**WHAT THIS TASK INVOLVES:** Write out the data once more, exactly as it reads.

**MATERIAL PROVIDED:**
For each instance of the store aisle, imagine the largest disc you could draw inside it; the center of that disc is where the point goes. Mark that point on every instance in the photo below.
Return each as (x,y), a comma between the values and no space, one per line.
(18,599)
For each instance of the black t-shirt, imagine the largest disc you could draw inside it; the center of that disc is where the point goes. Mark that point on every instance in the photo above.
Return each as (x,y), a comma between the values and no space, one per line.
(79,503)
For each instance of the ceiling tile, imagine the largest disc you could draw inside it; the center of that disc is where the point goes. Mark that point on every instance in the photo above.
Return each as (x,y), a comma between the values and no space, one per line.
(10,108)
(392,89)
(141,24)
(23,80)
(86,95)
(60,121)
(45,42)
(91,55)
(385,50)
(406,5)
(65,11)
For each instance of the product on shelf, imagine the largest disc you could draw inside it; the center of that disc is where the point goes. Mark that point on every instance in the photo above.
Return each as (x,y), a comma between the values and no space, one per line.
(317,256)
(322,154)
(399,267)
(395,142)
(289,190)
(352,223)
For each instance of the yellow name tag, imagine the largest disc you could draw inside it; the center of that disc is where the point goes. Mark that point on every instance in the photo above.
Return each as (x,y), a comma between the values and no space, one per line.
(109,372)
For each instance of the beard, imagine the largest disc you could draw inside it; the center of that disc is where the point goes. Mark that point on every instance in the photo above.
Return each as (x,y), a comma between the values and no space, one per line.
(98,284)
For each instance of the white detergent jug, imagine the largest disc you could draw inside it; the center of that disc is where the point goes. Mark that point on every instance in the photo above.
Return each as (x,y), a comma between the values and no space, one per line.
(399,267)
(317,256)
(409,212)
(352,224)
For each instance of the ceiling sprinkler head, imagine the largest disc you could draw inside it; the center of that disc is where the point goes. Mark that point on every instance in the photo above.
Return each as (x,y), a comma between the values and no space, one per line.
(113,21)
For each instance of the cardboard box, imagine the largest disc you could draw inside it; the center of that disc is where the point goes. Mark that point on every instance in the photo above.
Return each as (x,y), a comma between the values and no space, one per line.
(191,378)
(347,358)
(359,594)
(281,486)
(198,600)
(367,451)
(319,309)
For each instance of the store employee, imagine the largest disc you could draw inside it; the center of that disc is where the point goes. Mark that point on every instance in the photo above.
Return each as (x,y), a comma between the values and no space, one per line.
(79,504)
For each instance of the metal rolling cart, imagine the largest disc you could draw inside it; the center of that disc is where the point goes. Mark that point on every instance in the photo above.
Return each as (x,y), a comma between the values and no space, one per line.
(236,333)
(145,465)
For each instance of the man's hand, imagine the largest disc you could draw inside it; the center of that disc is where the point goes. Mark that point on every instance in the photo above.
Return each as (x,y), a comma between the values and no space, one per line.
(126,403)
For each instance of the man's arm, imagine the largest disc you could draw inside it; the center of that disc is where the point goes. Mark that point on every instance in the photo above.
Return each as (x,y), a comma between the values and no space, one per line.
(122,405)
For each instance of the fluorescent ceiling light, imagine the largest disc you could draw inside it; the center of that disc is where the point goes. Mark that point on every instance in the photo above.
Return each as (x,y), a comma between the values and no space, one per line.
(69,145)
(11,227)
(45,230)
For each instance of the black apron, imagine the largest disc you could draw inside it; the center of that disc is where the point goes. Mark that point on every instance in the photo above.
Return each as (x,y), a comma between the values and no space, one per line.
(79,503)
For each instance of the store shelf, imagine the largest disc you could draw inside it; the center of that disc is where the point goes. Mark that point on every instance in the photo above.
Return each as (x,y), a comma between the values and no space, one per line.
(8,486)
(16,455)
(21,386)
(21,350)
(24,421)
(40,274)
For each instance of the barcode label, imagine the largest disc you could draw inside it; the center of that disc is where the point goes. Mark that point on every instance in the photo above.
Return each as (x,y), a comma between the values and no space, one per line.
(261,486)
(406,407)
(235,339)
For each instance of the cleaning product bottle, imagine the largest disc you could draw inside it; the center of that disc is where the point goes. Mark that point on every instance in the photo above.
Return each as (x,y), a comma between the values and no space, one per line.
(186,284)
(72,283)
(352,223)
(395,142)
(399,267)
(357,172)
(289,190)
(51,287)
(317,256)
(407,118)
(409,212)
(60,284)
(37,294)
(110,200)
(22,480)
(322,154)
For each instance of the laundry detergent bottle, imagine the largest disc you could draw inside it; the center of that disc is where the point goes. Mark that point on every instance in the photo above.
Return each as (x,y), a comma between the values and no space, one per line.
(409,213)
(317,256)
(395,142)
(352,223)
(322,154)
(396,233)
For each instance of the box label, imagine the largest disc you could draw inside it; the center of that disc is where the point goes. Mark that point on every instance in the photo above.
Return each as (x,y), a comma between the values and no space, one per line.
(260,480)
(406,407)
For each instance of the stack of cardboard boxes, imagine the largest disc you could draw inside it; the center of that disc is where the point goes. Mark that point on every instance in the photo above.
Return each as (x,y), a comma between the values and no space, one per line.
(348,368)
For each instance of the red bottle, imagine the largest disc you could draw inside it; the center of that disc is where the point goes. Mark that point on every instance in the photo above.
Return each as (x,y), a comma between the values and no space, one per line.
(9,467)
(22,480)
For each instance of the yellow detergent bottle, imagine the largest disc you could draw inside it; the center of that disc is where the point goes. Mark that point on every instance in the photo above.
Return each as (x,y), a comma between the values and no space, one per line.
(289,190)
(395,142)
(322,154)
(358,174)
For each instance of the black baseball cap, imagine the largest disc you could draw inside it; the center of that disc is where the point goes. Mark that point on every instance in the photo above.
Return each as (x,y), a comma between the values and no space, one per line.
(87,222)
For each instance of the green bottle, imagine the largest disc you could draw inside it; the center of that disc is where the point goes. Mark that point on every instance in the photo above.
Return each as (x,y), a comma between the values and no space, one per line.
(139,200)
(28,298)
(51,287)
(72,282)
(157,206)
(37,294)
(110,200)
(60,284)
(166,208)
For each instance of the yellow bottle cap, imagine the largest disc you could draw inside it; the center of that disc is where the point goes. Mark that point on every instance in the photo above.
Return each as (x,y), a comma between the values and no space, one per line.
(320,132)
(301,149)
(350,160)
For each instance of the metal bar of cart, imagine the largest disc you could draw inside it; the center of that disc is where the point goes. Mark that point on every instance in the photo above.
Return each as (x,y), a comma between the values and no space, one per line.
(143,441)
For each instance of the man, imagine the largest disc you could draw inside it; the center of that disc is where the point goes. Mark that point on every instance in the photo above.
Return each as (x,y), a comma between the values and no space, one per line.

**REPLY TO THE TASK:**
For each instance of the store aisle, imagine the largest disc you could draw inside it; the center of that disc is where the point goes. Mark that point on every instance in the photo below.
Return each as (x,y), a comma between the values and no space, one per line.
(18,599)
For each instance of the black t-shirt, imagine the largest disc you could draw inside it; the center of that disc is where the point goes. Mark that point on every instance in the photo above.
Return each as (x,y), a comma between the values and no space, one per line.
(79,503)
For each instance of the ceiling tile, imagine the largest disc you could draw inside it; the center of that disc is where the point goes. Mark that point on every instance in the photo above.
Return each as (x,y), a comma between the values and no space, one per line.
(10,108)
(392,89)
(141,24)
(23,80)
(86,95)
(60,121)
(45,42)
(91,55)
(385,50)
(406,5)
(65,11)
For each instance of the product on shelf, imagine the largest disc you could draw inside it; the center of that disc is where the point goes. Mark that point on every instance in the photo above.
Return each as (x,y), a comma between the values and no space, one per line.
(317,256)
(322,154)
(399,267)
(395,142)
(289,190)
(352,223)
For each instance of the yellow name tag, imagine the largest disc you could draw inside it; the center of that disc is where the point goes. Mark that point on every instance in the photo above.
Return each as (x,y), a comma between the values and no space, one per line.
(109,372)
For each instance of the beard, imagine the largest disc you could draw inside it; the center of that disc is where the point goes. Mark that point on every instance in the photo above.
Return each as (x,y), a comma between the values and no space, one per line.
(98,284)
For each instance of the white detergent jug, imagine the largest disc you could draw inside it; the center of that disc is where the point goes. Mark that point on every instance in the photo above.
Return each as (x,y), a comma between the values and no space, one per line.
(399,267)
(317,256)
(409,212)
(352,224)
For each instance of the ceiling sprinkler head, imagine the largest disc you could draw inside it; the center of that disc is where the point goes. Mark that point on every instance in the photo above.
Return each as (x,y), a comma between the values and no space, one per line.
(113,21)
For each instance of the cardboard box, imagine the largest disc you could draw inside it; the center of that disc is where the point goes. Mark that point on every instance in the photo above.
Return each as (x,y), a comma between the values and no space, one per line.
(191,378)
(347,358)
(359,594)
(281,486)
(198,600)
(367,451)
(319,309)
For each instance of the store employee, imagine the largest disc you could draw inside it; the center of that disc is where the point goes. Mark that point on every instance in the photo above.
Return each as (x,y), a comma between the values and no space, one per line.
(79,504)
For each instance of the metal rolling cart, imagine the largest disc you could draw inside it; the center of that disc is where the point goes. Mark that point on every instance in the photo above.
Return each as (x,y), a comma between the values and no space, one per line.
(236,333)
(145,465)
For each instance of the man's hand, imagine the largest disc you could draw inside it; the center of that disc is where the point goes. Mark that point on every instance in the photo above.
Return each as (x,y), a comma between the values and no space, one per line.
(126,403)
For each instance of the man's arm, imagine the largest disc you could draw inside it; the center of that disc is where the point goes. Mark that point on every instance in the photo above.
Return each as (x,y), a comma between the values and no space, one per line.
(122,405)
For each instance of the fluorescent ceiling light, imagine the largest disc you could draw inside it; the center of that disc is where the point goes. Mark that point on every instance in the photo above.
Return each as (x,y), a comma between the values and no space, one per line.
(69,145)
(11,227)
(45,230)
For each instance of the black apron, imagine the largest disc you could draw inside it; the center of that disc is where the point goes. Mark that point on every instance in the photo above.
Return each as (x,y), a comma between the values and no space, one per line.
(79,503)
For each instance of the store shelf, imagine the largest disc you could draw inside it; the center of that disc is where the point goes. Mark that point on every instance in the photo above.
Return each as (x,y), a comma between the values and no space, one per line.
(8,486)
(16,455)
(21,386)
(21,350)
(24,421)
(40,274)
For each instance of the barcode label, imagine the largest disc you could draw inside it; the center of that disc is where the point goes. Mark that point on every instance in the photo above.
Return each as (x,y), a comma between the values and no space, one per line.
(261,486)
(406,407)
(235,339)
For each instance of the cleaning product bottle, imagine the largest disc you could draw inside it; the center of that disc is where the point goes. Mark that point on every instance in the photo above.
Return each as (x,y), a comma between the values and no space, one per line.
(186,284)
(72,283)
(352,223)
(395,142)
(399,267)
(357,172)
(289,190)
(51,287)
(317,256)
(407,118)
(409,212)
(60,284)
(37,294)
(110,200)
(22,480)
(322,154)
For each instance of the laundry detergent bottle, imagine the largest disc you could draw inside it; the center of that disc is where the point goes. Mark that point on every instance in the photo above.
Return each as (x,y), a comma between the values and no space, one per line.
(409,213)
(317,256)
(395,142)
(352,223)
(322,154)
(396,233)
For each instance of the box label, imagine the largest disc you could draw inside it; the center of that disc is where the point goes. Mark that point on every instance in the photo above.
Return each as (x,y), a comma between the values and no space, one per line.
(260,480)
(406,407)
For each instance of the stack of cardboard boxes, imagine the largest disc you could draw inside it; the center of that disc is where the point goes. Mark that point on every instance in the photo above.
Return each as (x,y), a comma between the values and no space, one per line.
(348,368)
For each instance of the red bottle, imagine the largest disc you could draw inside it; the center of that disc is where the point goes. Mark that point on every instance in the photo above.
Return each as (x,y), a comma between the values and no space, one per line.
(9,467)
(22,480)
For each instance of the yellow detergent bottle, imagine the largest disc you could draw inside it; the center of that disc is where the point goes. Mark that point on every instance in the photo above.
Return each as (x,y), a comma between the values and no space, one per line.
(289,190)
(395,142)
(322,154)
(358,174)
For each instance of the black baseball cap, imagine the largest disc you could draw inside it; the center of that disc is where the point goes. Mark that point on every instance in the photo above.
Return each as (x,y), a comma between the values and no space, one per line.
(87,222)
For each instance of the green bottle, imagine the largest disc you could draw inside it; the center of that disc is where the point goes. Mark that point on every instance in the photo above.
Return each as (x,y), a comma between the values and no space, one per line.
(139,200)
(28,298)
(51,287)
(72,282)
(157,206)
(37,294)
(110,200)
(60,284)
(166,208)
For each instance of the yellow bottle cap, imagine the largest disc you could draw inside it; the center of that disc is where the point goes. Mark that point on every instance in the photo above.
Return each as (x,y), a comma between the values and no space, one per line.
(320,132)
(301,149)
(350,160)
For each instance of the metal bar of cart, imagine the largest disc you could draw inside it; the center of that disc is where the point goes. Mark that point on every instance in the photo above.
Return each as (x,y), a comma between the values and no space, one per line.
(143,441)
For each instance of the man, imagine the largest disc you could draw inside it; the center of that disc is where the point goes. Mark that point on every instance in the photo above.
Return each as (x,y), a comma between the values and no space, one per line.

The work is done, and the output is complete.